Please arrange the items as a Markdown table with the columns Row and Line text, starting at the line that has "Where can you see the patterned" and ending after the line that has "(500, 1334)". Number each row and leave out blank lines.
** start Supplied information **
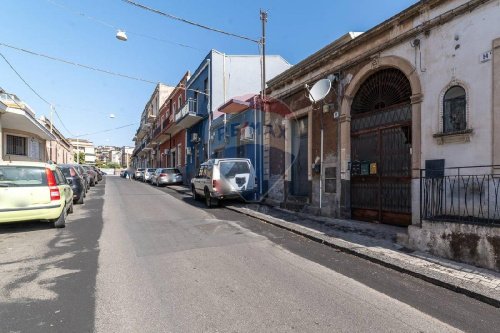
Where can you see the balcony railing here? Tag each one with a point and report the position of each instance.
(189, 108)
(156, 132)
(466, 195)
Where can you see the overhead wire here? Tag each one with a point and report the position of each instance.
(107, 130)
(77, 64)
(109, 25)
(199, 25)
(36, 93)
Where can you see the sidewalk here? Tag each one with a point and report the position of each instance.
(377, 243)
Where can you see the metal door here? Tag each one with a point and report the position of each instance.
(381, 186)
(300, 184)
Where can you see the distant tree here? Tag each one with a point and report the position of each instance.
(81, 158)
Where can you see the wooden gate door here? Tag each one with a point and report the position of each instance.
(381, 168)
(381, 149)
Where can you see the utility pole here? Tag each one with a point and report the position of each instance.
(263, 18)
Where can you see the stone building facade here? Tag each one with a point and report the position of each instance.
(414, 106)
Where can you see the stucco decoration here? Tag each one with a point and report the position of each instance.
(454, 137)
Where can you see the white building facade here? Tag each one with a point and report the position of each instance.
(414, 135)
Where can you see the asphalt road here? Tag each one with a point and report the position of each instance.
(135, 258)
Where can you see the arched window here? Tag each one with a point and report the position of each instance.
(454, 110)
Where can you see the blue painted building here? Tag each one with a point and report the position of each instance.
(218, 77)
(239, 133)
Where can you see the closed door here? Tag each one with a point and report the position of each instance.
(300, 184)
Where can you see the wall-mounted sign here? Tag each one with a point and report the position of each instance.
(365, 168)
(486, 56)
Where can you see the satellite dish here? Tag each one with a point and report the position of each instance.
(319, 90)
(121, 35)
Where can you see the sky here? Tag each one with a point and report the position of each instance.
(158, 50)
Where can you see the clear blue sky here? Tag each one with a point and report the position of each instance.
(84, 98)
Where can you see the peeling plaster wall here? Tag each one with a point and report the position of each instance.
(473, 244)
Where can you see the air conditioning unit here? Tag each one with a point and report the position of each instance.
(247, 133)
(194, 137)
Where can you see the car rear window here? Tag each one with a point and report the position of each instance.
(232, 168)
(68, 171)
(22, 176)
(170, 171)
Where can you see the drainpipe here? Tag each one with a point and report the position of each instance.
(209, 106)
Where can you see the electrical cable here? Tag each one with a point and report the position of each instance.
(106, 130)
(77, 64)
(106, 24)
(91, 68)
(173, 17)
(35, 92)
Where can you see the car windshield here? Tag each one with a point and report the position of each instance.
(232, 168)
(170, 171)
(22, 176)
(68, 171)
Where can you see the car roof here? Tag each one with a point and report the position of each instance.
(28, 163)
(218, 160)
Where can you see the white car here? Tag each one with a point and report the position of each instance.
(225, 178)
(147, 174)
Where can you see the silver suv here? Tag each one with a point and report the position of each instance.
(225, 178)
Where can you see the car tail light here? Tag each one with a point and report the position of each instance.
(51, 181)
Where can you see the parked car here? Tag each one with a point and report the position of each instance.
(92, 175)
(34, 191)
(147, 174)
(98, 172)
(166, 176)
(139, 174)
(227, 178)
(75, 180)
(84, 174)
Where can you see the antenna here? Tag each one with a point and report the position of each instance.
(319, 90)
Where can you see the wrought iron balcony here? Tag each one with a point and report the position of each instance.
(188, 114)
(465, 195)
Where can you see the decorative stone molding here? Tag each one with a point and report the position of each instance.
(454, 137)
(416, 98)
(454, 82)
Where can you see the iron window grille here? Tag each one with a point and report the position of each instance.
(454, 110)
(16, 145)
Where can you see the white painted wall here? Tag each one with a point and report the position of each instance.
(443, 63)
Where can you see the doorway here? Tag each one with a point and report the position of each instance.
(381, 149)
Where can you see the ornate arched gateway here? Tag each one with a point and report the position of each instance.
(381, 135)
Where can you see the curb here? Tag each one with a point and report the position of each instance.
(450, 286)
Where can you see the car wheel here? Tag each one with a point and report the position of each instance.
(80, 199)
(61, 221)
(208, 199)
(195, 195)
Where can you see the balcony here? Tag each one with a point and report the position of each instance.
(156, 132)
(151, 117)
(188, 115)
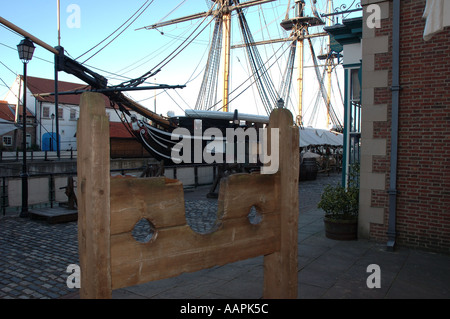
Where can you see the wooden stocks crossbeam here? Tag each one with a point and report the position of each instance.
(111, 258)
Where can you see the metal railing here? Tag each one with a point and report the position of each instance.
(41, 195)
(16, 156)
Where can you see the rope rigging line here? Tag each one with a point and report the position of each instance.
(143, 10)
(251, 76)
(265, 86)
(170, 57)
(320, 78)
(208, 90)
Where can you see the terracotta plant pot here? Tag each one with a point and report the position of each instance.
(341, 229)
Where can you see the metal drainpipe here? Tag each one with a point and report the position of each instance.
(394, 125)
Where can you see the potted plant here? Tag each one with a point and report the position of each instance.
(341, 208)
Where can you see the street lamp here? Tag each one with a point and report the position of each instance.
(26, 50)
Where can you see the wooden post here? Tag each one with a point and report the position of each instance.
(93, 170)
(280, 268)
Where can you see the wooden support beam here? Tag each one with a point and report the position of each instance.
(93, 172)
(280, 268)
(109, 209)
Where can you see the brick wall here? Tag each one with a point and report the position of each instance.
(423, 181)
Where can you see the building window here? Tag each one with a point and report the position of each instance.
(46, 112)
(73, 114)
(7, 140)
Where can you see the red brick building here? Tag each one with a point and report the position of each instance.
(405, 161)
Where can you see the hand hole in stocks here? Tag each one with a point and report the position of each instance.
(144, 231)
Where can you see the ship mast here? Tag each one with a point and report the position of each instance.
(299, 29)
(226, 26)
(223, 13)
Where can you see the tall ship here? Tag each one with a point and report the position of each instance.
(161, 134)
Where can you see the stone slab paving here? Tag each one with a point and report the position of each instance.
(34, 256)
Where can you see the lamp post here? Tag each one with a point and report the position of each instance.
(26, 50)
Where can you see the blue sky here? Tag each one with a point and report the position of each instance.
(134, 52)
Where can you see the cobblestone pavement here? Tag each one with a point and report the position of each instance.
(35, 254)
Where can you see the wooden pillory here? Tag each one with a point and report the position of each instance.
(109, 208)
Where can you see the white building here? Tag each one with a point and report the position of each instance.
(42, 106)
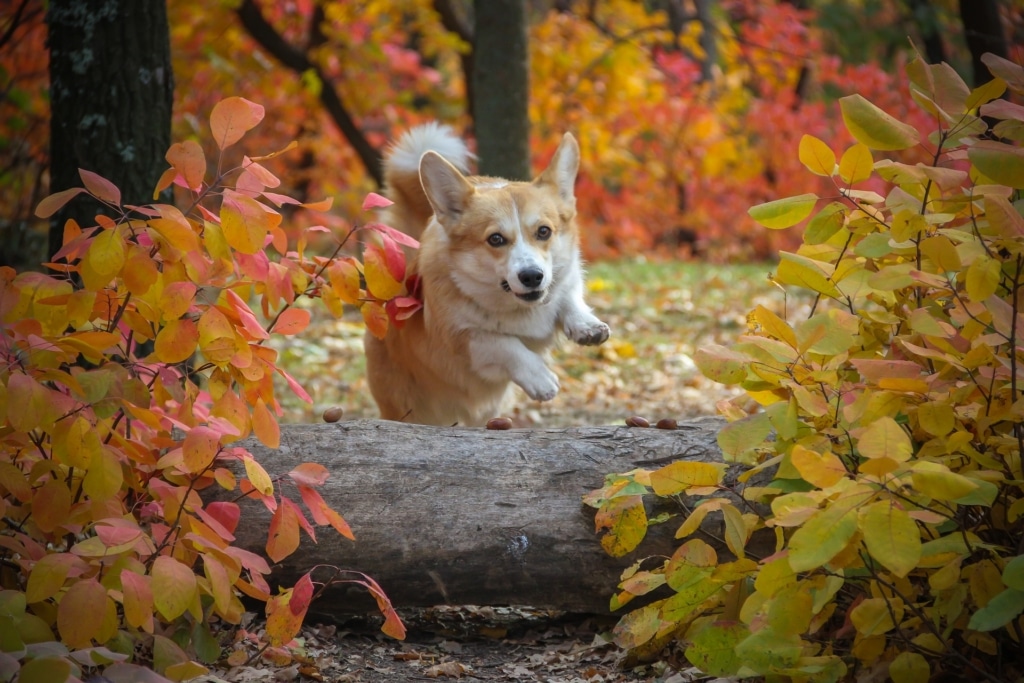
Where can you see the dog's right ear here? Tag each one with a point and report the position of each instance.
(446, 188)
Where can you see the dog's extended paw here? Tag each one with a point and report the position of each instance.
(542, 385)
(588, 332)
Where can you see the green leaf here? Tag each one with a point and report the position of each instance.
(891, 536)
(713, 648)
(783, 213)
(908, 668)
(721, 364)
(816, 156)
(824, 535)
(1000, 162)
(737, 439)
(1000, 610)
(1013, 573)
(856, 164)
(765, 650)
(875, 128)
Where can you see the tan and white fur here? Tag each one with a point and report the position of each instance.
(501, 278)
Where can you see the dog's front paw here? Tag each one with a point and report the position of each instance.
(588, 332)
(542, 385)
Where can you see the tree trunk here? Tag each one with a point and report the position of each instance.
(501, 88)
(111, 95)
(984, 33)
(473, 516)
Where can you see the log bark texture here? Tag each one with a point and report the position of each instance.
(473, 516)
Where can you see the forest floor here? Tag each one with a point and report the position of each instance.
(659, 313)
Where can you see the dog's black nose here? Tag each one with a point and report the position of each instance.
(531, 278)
** end Supplied information **
** start Supplied information **
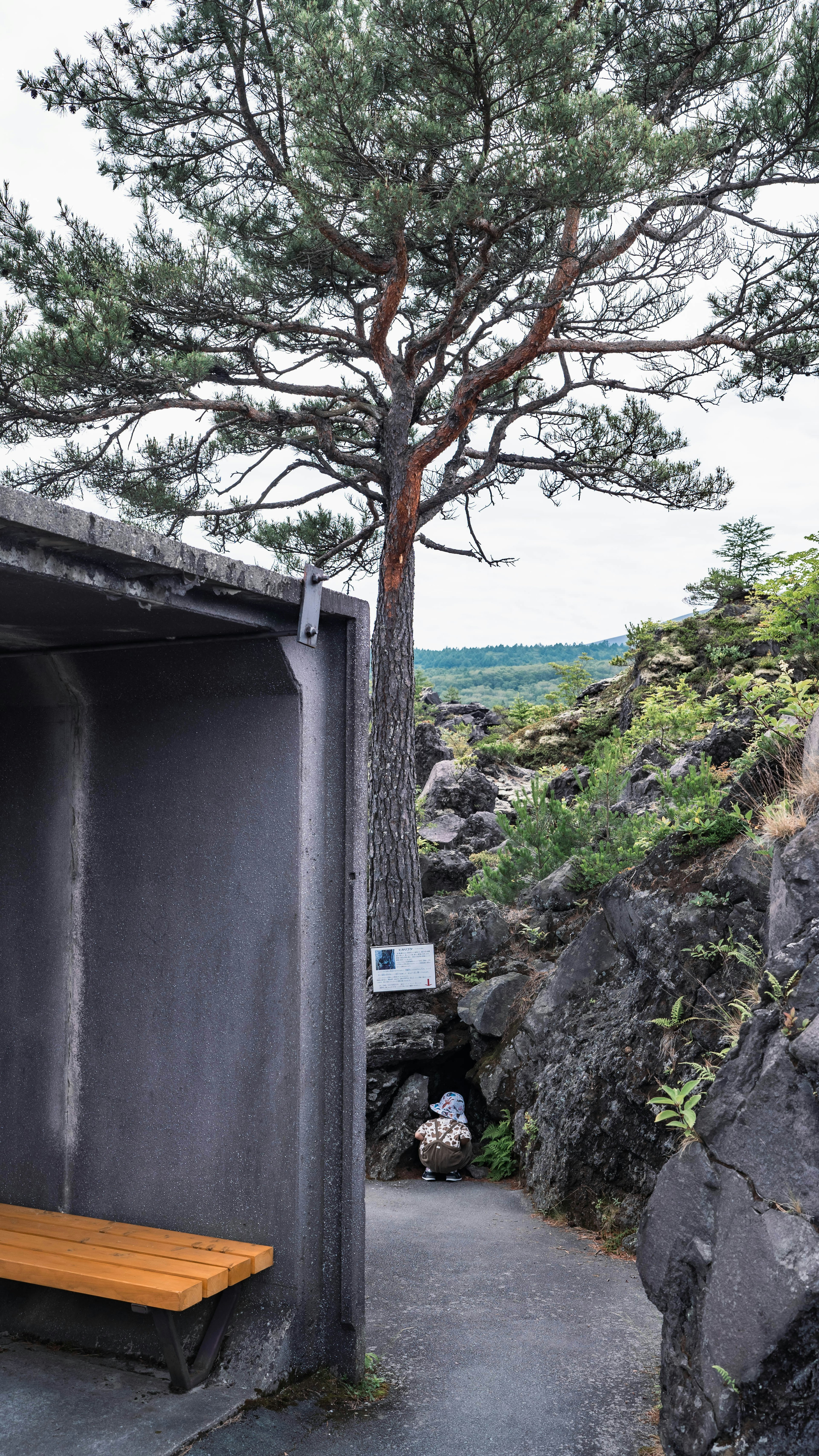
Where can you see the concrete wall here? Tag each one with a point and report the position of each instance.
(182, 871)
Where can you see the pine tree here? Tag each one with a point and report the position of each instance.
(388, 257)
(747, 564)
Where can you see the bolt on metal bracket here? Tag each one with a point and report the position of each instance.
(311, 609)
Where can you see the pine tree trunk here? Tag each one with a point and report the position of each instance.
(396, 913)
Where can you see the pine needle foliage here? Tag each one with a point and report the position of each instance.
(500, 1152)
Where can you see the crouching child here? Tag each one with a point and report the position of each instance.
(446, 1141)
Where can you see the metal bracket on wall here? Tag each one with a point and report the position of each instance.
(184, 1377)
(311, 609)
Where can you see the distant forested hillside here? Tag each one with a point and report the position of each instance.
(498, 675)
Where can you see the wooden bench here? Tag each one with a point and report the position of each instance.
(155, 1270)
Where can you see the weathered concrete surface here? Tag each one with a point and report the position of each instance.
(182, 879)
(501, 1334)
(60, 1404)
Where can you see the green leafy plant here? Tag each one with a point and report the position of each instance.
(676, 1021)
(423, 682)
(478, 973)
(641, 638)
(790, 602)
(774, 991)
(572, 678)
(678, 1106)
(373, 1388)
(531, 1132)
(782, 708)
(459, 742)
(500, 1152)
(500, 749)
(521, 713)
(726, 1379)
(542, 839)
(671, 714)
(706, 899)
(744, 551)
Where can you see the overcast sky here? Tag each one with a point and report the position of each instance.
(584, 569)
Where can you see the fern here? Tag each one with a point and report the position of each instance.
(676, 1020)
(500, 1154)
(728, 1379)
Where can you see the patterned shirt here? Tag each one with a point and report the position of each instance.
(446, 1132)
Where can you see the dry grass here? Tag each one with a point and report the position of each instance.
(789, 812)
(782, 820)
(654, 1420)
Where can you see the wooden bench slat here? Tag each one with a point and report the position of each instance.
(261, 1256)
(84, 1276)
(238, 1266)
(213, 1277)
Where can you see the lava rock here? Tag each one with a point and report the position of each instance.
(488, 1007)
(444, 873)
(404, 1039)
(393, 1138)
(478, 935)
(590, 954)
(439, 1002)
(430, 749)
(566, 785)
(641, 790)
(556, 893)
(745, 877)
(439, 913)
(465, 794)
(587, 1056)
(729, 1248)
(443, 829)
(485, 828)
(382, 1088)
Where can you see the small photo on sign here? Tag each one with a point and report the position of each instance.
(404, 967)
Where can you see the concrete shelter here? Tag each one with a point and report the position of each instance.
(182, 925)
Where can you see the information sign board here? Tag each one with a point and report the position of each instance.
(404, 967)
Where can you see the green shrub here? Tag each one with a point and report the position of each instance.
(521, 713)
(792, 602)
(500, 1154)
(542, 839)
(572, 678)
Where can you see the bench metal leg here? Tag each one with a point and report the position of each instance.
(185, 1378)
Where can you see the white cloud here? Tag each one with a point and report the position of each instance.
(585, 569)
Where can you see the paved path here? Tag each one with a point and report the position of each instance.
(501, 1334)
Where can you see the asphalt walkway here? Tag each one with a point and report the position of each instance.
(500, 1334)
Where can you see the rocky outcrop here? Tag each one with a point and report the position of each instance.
** end Supplied information **
### Complete output
| Row | Line text |
|---|---|
| 1 | Where can you see the patterned shirt here? Tag each one with a point and report the position of each instance. |
| 2 | (446, 1132) |
| 3 | Where can you see the dry grass here? Tag each one with a point and report the position of each instance. |
| 4 | (789, 812) |
| 5 | (782, 820) |
| 6 | (654, 1420) |
| 7 | Where can you see the wooden bench slat here? Tag each one with a point and report the position of each instance. |
| 8 | (261, 1256) |
| 9 | (84, 1276) |
| 10 | (238, 1266) |
| 11 | (213, 1277) |
| 12 | Where can you see the lava rock here? Tag each one with a point and report the position of each instance. |
| 13 | (488, 1007) |
| 14 | (444, 873) |
| 15 | (404, 1039) |
| 16 | (393, 1138) |
| 17 | (478, 935) |
| 18 | (590, 954) |
| 19 | (439, 1002) |
| 20 | (430, 749) |
| 21 | (566, 785) |
| 22 | (641, 790) |
| 23 | (556, 893) |
| 24 | (745, 877) |
| 25 | (439, 913) |
| 26 | (465, 794) |
| 27 | (587, 1056) |
| 28 | (729, 1248) |
| 29 | (443, 829) |
| 30 | (485, 828) |
| 31 | (382, 1088) |
| 32 | Where can you see the small photo on sign here? Tag each one with a point and report the position of each instance. |
| 33 | (404, 967) |
| 34 | Where can you see the concrete shelter here? Tag each one with a point and report the position of each instance. |
| 35 | (182, 925) |
| 36 | Where can you see the information sign board here? Tag each one with a point and report the position of each instance. |
| 37 | (404, 967) |
| 38 | Where can you see the green shrub here? Tag each one with a point and report the position of each instance. |
| 39 | (521, 713) |
| 40 | (792, 602) |
| 41 | (500, 1154) |
| 42 | (542, 839) |
| 43 | (572, 678) |
| 44 | Where can you see the bench metal leg here? Tag each one with a point and report the position of each instance. |
| 45 | (185, 1378) |
| 46 | Where can you see the white cloud here? Tag each one with a point and report the position of each instance. |
| 47 | (585, 569) |
| 48 | Where can you see the paved path here? Tag each one with a point and report the position of each instance. |
| 49 | (501, 1334) |
| 50 | Where can you see the asphalt walkway here? Tag each one with a point and report the position of each instance. |
| 51 | (500, 1334) |